| TEXT EXCERPT |
------------------------------

Accountability first at East Carolina University’s Brody School of Medicine

In early March, North Carolina Governor Pat McCrory visited the East Carolina Heart Institute at the Brody School of Medicine (BSOM)—not to receive medical treatment—but to “stabilize the financial challenges” at Brody. In fiscal 2013, BSOM had operating losses of $14.4 million. 

McCrory responded by adding $16 million for BSOM over the next two years in his proposed budget. UNC administrators originally requested an additional $30 million. 

But isn’t it reasonable, before throwing money at the problem, to find out where the school is hemorrhaging cash and apply spending and revenue tourniquets? While BSOM has lost tens of millions of dollars in each of the past several years, the UNC medical school at Chapel Hill made a $114 million profit in fiscal 2013. Rather than reflexively bleeding state taxpayers for more money, shouldn’t there be some sort of investigation from outside the system?

Actually, there already has been one. Hunter Partners, LLC, a healthcare industries consulting firm based in California, conducted just such an analysis in 2013 at the request of the school. Hunter discovered such egregious instances of waste as “the current ECUP [ECU Physicians] payroll appears to be funding approximately 177.6 FTE [full-time employees] more than a reasonable benchmark would support. These FTE have an approximate yearly cost of $8.5M.”

Hunter also found that “non-labor operating expenses…exceed a reasonable benchmark,” with a potential $1.1 million in yearly savings. Furthermore, by changing revenue procedures, ECUP could increase income between $3.5 and $7.0 million annually. Building and occupancy costs are excessive; another $360,000 could be saved yearly.  

But waste and inefficiency are likely not the only reasons for excessive costs. For one thing, while State and tuition funding have steadily increased at Brody over the past five years—$55 to almost $65 million and $2.3 to $6.4 million respectively—grants and contracts have dramatically decreased, from $28.4 to $17.6 million between 2007 and 2012.

Furthermore, there appears to a considerable “mission creep” that is inflating costs as well. The Brody School of Medicine was established at East Carolina University by the N.C. legislature in 1974. It was given three missions: “to increase the supply of primary care physicians to serve the state”; “to improve the health status of citizens in eastern North Carolina”; “to enhance the access of minority and disadvantaged students to a medical education.”

------------------------------

| DATA UNDER STUDY |
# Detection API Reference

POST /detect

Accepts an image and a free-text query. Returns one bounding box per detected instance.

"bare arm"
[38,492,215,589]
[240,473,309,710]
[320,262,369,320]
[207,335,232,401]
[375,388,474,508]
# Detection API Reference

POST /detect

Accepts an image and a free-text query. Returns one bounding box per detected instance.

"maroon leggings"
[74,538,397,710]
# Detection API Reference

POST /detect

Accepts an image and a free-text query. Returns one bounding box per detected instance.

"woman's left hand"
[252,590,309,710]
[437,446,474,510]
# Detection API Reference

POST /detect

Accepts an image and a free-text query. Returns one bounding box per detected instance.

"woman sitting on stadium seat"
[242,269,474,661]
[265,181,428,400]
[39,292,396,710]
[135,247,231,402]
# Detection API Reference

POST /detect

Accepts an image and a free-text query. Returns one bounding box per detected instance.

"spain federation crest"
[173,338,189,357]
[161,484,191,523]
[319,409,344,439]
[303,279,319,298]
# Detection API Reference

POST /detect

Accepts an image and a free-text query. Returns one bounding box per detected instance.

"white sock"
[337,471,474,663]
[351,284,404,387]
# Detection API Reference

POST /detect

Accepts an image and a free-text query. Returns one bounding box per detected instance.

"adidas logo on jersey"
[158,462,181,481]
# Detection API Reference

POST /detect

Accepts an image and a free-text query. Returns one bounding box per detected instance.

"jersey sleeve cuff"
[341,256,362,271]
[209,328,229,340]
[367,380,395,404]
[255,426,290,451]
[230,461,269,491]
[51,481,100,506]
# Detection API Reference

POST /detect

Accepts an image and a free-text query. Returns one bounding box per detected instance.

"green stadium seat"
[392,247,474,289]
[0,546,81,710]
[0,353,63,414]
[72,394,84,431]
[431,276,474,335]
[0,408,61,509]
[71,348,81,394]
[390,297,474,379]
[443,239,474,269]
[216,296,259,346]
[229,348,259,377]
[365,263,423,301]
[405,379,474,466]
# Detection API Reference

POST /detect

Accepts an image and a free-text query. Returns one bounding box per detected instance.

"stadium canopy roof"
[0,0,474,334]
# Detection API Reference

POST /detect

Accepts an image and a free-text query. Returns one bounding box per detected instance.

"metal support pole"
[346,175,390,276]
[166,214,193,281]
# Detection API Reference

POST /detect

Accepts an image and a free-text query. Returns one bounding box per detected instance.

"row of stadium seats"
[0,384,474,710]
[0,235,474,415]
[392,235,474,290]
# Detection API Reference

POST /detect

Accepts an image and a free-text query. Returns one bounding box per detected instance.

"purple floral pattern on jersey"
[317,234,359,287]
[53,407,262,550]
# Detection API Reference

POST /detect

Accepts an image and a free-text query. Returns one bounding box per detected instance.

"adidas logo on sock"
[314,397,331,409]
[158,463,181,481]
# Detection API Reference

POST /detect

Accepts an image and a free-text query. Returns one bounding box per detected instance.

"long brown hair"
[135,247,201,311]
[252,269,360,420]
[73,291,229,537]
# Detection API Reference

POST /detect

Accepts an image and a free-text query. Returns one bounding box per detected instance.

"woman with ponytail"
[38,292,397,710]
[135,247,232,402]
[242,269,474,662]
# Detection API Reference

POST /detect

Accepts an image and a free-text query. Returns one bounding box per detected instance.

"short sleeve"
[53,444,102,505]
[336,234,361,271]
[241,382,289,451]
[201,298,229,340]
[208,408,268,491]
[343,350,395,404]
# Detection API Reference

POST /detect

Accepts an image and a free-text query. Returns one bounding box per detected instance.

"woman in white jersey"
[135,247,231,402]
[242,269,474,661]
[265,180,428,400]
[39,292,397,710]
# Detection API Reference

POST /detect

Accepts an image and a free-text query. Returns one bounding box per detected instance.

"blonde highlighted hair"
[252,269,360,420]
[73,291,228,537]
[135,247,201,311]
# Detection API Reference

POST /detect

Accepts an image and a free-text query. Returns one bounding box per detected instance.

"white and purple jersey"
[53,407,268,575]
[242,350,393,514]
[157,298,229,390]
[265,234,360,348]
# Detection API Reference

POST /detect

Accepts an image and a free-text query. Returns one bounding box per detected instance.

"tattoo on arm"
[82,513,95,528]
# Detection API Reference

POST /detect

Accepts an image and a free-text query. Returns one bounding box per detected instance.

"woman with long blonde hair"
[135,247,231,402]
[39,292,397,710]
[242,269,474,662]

------------------------------

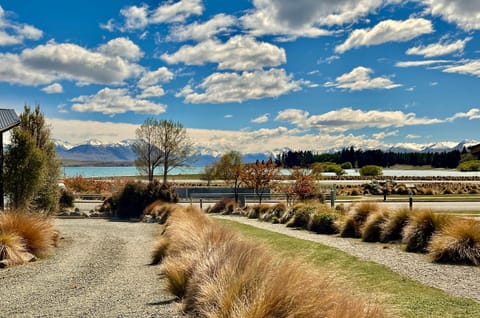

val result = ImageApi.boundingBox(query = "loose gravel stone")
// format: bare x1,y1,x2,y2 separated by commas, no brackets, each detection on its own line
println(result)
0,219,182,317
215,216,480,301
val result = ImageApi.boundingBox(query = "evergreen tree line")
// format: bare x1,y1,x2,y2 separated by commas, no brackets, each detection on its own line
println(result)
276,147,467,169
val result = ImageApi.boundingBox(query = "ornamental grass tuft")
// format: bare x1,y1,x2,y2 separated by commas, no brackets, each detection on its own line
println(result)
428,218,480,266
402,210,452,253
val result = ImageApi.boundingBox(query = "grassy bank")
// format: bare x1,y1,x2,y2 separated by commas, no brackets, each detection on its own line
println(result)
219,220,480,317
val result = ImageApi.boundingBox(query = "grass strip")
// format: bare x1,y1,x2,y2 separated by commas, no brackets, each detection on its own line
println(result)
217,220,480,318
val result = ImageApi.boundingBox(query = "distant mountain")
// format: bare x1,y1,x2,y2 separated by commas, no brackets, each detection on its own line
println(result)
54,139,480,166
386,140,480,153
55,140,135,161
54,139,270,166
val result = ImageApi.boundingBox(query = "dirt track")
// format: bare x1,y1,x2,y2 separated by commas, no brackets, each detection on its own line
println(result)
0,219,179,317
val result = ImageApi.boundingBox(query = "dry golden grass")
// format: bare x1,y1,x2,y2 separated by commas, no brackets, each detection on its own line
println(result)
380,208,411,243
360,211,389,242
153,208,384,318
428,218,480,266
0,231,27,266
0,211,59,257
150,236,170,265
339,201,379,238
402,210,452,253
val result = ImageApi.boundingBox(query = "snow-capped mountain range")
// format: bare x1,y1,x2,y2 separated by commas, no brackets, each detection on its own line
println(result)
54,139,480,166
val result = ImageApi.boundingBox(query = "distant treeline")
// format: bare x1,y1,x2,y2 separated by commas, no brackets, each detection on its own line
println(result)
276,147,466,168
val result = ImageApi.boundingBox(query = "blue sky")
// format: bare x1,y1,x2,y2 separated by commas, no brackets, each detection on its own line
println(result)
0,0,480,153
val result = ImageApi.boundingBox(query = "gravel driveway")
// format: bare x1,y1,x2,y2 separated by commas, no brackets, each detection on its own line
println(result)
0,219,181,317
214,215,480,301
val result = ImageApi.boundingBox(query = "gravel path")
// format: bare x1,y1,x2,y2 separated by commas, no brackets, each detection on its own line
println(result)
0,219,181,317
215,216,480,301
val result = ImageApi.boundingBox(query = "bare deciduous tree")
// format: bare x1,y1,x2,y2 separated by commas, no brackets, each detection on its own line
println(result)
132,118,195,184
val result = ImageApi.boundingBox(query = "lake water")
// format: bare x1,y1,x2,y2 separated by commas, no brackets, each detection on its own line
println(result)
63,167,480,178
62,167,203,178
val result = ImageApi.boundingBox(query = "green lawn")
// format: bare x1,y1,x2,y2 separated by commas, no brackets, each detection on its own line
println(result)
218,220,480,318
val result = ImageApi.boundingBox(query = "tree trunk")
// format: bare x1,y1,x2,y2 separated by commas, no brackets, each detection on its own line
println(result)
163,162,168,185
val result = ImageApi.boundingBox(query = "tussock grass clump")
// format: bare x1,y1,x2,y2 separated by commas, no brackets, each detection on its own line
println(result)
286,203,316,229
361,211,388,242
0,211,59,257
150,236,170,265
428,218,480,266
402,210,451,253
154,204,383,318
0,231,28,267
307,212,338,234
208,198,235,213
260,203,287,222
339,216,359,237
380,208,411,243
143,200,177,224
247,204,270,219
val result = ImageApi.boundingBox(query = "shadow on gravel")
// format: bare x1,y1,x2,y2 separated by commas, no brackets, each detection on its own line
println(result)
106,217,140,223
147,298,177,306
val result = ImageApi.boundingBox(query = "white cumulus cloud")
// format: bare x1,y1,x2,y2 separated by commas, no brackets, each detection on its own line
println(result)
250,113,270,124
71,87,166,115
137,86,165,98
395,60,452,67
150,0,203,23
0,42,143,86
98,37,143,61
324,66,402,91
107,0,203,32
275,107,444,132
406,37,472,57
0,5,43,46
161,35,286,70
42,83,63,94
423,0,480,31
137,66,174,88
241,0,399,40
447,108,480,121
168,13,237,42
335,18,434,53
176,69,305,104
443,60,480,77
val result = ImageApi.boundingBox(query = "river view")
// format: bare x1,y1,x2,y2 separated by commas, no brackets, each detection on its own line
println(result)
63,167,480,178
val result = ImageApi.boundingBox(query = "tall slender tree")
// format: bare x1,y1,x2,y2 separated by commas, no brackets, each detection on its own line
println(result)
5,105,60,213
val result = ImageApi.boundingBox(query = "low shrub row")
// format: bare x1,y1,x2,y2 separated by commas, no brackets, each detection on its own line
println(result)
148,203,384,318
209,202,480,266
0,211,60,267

------------------------------

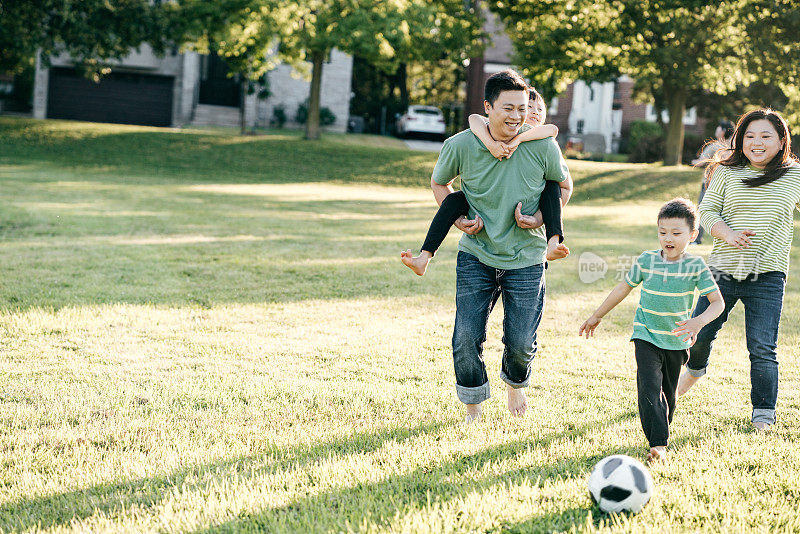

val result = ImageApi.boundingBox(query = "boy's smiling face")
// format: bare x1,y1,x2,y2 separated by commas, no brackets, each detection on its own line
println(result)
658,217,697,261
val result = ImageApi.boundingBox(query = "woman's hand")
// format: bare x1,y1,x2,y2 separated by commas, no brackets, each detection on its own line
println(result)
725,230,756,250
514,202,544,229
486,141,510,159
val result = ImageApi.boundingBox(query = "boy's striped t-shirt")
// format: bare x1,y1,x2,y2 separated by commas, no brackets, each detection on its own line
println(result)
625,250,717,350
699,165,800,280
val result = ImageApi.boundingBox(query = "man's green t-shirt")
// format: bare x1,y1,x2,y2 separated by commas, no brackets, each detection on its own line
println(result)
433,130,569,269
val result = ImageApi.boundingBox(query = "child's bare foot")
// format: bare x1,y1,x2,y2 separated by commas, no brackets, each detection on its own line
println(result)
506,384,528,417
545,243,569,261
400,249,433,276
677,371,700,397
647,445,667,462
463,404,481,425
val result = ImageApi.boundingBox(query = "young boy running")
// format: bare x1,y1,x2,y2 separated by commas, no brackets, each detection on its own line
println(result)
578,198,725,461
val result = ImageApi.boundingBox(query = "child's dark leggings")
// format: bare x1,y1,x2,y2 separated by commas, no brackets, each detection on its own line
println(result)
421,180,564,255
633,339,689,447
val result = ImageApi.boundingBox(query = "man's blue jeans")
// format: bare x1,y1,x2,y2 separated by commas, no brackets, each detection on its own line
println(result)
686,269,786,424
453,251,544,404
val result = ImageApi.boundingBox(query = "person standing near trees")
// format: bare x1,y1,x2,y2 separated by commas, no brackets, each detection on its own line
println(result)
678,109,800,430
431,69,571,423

------------------------------

In the article on the Brody School of Medicine's finances, how much did UNC administrators originally request for the school? The items can be left aside.

An additional $30 million.